To make it easy to use Pulumi with Azure, we are announcing an
open-source task extension for Azure Pipelines! The task extension will
manage the installation of the Pulumi CLI, and run the [Pulumi
commands](/docs/cli/commands/) you specify against
your stack.
You can install the task extension directly from the [Visual Studio
Marketplace](https://marketplace.visualstudio.com/items?itemName=pulumi.build-and-release-task).
Click the **"Get It Free"** button to install the extension into your
Azure DevOps organization. If you do not have the permissions to add it
to your organization, please contact your org admin to have the
extension installed. The source code for the open source task extension
can be found on
[GitHub](https://github.com/pulumi/pulumi-az-pipelines-task).
To use the Pulumi task extension in Azure Pipelines, there are two
options. The
full [example](https://github.com/pulumi/pulumi-az-pipelines-task/tree/master/examples) is
in the source repo. For contrast, without this task extension,
[here's](/docs/using-pulumi/continuous-delivery/azure-devops#using-scripts-manual-approach) how
you would achieve the same, but with scripts.

Items listed in a dataset =
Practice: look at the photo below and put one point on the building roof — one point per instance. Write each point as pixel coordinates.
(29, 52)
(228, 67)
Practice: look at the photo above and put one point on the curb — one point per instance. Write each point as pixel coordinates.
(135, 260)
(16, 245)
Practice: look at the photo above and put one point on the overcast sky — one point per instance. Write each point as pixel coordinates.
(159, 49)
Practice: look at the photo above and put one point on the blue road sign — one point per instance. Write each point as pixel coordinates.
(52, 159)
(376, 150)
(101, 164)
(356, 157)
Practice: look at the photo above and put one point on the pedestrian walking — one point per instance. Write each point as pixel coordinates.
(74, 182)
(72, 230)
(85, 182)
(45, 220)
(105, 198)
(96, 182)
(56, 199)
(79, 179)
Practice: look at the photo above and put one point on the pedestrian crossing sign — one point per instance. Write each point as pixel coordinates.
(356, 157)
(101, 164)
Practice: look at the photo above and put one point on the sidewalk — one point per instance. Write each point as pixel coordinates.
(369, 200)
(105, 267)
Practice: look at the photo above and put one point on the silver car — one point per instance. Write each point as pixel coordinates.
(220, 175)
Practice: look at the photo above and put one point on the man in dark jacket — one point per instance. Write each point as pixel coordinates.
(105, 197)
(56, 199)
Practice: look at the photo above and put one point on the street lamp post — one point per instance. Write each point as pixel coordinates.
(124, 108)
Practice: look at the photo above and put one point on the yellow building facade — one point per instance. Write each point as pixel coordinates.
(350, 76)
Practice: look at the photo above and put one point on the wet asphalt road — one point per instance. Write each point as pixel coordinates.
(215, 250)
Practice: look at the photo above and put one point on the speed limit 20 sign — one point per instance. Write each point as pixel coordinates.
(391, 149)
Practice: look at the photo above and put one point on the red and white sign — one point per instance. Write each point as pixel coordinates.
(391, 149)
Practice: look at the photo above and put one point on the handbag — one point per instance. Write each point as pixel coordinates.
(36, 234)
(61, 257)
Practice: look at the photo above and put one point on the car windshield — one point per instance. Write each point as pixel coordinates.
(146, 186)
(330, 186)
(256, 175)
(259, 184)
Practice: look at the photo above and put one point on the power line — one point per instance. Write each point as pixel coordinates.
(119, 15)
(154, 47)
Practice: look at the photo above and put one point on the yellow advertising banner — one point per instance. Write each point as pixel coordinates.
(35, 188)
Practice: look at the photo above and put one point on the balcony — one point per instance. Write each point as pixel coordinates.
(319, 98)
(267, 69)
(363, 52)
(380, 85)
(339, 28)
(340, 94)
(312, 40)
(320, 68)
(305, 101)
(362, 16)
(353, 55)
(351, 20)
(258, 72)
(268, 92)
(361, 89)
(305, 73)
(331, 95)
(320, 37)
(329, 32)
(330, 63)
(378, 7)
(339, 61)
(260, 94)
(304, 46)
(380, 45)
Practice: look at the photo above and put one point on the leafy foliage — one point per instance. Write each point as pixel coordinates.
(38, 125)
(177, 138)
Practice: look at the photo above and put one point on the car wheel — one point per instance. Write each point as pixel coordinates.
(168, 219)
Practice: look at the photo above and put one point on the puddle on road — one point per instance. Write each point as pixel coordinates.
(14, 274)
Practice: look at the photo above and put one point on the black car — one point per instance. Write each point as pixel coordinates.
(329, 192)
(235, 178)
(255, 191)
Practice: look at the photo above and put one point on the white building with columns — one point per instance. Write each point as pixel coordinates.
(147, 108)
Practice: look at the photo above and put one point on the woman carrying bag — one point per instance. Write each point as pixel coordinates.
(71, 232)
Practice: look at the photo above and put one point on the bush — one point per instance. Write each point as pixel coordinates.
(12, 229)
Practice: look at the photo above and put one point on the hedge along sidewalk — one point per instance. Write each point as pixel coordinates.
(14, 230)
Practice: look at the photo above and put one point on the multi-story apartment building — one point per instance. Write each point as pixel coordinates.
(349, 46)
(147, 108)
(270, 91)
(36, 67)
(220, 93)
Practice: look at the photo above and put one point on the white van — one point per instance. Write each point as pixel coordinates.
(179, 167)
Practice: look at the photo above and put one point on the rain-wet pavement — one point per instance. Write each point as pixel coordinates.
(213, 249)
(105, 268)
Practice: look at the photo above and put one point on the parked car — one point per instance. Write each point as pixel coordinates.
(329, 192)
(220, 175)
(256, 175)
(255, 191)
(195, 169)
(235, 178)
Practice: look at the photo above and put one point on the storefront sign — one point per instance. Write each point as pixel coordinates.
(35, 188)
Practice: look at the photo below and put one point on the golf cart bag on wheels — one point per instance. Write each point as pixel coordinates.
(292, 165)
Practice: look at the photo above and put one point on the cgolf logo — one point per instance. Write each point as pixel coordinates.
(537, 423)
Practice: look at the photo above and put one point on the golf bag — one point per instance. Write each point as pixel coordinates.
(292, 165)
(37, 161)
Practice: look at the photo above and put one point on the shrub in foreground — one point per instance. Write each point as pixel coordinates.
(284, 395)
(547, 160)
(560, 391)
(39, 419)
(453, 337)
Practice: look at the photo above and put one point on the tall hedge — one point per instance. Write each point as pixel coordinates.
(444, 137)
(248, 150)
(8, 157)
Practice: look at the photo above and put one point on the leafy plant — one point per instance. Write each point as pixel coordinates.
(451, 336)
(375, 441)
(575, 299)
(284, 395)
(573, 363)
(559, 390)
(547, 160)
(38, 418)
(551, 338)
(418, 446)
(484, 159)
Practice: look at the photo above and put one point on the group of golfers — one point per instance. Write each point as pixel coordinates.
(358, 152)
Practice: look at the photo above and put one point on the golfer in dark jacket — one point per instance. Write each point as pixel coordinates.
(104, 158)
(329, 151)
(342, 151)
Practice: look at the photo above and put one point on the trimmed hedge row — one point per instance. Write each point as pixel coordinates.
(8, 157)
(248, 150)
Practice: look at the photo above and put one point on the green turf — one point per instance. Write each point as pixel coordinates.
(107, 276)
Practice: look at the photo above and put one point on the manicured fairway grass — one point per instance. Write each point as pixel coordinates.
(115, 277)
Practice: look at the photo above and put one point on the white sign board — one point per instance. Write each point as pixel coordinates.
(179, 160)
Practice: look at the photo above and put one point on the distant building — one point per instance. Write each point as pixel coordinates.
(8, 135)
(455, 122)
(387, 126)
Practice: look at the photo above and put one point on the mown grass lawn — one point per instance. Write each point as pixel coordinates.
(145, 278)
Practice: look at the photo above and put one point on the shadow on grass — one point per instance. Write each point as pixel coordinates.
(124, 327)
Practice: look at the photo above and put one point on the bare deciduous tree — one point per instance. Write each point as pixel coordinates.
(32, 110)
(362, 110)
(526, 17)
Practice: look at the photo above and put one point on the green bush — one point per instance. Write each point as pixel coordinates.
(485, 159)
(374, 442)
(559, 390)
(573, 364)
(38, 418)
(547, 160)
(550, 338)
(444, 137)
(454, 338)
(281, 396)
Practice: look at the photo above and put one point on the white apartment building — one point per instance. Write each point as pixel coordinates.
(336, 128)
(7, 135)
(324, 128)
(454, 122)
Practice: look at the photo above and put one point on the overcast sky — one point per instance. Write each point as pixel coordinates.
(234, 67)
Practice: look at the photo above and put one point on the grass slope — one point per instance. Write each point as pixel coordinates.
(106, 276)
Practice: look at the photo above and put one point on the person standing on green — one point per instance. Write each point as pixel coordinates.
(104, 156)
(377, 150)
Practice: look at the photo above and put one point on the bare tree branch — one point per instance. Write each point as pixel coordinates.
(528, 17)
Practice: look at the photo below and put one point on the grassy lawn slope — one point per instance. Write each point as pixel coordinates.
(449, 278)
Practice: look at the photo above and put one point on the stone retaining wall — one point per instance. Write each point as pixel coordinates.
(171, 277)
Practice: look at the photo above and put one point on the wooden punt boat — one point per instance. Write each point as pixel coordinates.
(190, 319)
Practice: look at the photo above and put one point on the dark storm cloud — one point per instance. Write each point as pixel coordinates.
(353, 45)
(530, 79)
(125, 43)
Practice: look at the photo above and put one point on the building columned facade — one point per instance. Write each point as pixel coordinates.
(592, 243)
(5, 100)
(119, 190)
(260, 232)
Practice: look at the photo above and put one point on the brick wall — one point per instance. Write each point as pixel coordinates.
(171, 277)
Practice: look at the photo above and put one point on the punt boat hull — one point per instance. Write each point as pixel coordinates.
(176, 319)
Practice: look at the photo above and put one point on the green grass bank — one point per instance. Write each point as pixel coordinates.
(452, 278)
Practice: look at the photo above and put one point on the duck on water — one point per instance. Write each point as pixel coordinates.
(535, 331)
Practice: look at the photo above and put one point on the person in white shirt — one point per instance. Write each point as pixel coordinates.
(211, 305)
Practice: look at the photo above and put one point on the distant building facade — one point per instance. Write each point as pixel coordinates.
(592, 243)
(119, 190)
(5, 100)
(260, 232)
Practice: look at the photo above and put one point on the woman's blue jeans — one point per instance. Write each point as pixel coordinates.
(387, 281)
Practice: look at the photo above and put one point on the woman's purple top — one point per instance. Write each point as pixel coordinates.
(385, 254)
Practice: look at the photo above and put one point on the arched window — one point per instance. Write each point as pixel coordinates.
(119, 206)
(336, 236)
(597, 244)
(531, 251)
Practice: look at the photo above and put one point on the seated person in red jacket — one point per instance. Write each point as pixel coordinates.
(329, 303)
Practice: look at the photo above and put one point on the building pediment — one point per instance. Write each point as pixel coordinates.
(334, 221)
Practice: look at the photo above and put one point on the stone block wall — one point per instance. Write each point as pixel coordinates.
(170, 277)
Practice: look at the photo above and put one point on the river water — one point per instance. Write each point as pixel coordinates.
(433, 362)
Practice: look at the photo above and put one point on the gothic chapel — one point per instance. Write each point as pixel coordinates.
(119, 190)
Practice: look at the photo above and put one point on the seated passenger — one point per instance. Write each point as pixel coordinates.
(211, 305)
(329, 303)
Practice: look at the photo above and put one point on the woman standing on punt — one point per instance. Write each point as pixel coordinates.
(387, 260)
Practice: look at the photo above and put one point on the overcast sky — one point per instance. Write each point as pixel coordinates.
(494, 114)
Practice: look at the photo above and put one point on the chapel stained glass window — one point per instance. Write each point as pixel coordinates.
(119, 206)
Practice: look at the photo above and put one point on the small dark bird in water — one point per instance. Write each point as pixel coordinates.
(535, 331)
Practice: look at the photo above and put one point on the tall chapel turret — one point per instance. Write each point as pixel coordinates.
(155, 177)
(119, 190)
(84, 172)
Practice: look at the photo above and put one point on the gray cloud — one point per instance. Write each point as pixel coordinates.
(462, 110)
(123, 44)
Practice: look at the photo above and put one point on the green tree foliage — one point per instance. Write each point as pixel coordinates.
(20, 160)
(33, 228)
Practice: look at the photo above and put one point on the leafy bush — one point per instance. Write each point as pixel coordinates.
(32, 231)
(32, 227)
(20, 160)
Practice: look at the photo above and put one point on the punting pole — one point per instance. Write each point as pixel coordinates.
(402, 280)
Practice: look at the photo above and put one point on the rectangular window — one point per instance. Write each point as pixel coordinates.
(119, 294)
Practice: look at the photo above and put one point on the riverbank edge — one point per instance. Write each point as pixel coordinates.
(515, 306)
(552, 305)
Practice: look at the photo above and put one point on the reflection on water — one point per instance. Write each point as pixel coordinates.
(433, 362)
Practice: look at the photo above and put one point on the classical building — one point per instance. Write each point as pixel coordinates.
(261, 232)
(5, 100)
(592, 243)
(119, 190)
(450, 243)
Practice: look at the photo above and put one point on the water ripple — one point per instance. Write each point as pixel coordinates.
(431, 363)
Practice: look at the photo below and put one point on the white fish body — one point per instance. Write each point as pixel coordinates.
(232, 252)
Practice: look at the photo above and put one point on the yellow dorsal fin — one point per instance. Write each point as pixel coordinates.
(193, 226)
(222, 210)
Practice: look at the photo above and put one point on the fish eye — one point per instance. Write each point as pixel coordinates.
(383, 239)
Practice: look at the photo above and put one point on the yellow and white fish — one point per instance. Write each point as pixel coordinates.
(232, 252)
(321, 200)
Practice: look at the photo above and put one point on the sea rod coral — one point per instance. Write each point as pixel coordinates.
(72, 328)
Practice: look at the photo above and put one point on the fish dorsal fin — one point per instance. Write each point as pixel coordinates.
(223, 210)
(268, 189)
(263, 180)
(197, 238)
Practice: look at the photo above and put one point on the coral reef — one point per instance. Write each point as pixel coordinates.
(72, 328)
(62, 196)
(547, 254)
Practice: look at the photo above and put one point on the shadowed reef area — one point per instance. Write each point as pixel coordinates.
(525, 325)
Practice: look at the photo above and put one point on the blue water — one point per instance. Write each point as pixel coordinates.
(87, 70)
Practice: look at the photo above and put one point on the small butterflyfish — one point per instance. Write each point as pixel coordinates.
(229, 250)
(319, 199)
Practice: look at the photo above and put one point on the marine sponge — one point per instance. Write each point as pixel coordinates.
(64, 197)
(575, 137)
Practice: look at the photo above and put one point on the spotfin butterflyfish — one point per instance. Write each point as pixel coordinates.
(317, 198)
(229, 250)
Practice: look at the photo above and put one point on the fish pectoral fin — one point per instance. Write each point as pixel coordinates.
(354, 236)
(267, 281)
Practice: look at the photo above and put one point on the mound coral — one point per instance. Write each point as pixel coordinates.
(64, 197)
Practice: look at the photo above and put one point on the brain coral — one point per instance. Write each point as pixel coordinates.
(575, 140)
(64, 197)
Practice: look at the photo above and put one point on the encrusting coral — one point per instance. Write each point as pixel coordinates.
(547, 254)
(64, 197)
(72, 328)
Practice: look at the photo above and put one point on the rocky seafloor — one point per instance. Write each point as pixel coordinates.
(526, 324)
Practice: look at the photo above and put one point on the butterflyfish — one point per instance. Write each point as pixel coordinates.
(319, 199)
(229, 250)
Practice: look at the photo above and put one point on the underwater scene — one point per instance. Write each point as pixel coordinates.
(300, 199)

Exercise tasks =
[A] In the Pulumi announcement, which button do you click to install the extension into your Azure DevOps organization?
[B] Select every line of the records that contains the string "slope", matching case.
The Pulumi announcement and the records are unrelated to each other.

Task solutions =
[A] The "Get It Free" button.

[B]
Practice: look at the photo above and put one point on the grass slope — one point per instance. Write each point as pixel coordinates.
Practice: look at the photo below and put one point on the grassy lawn slope — one point per instance. Write each point as pixel coordinates.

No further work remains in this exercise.